Instructions to follow — Render the data below as a Markdown table with the columns "No." and "Text", putting one line per row with its row number and skipping blank lines. Omit the pictures.

Data provided —
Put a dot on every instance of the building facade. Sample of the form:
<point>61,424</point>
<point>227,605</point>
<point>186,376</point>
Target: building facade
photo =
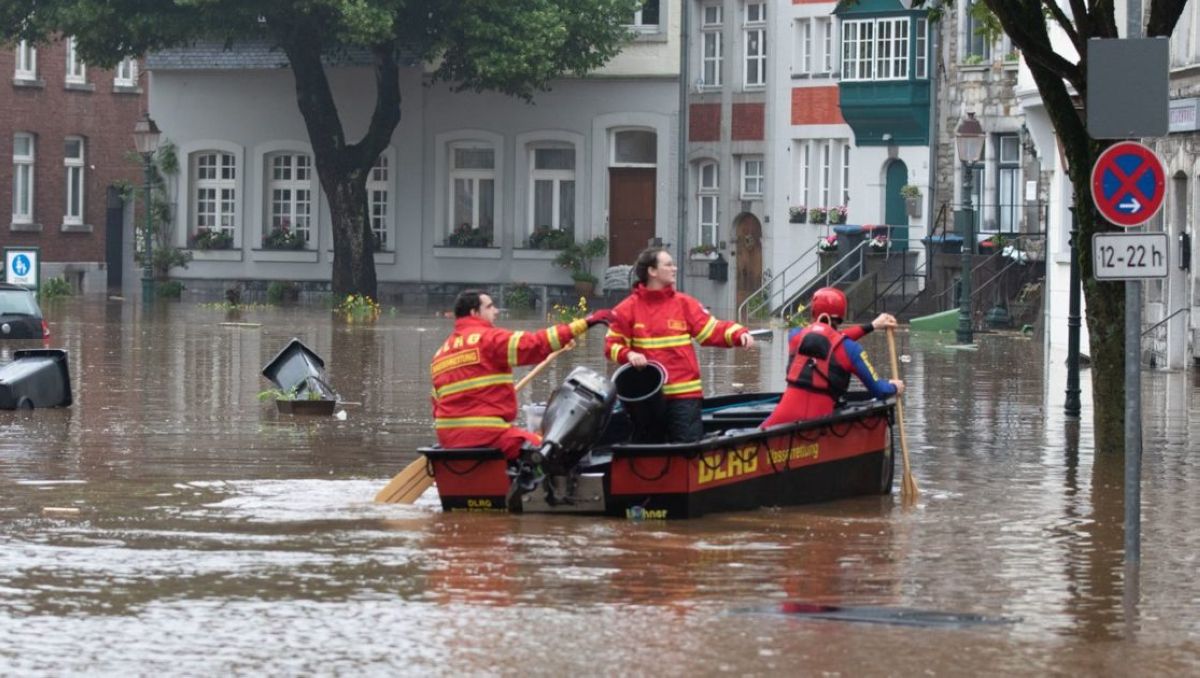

The completed task —
| No. | Text |
|---|---|
| 1 | Put a dot on every instance of the building facade. Sample of the form: |
| 2 | <point>61,424</point> |
| 3 | <point>227,605</point> |
| 4 | <point>186,376</point> |
| 5 | Target: building facade |
| 6 | photo = |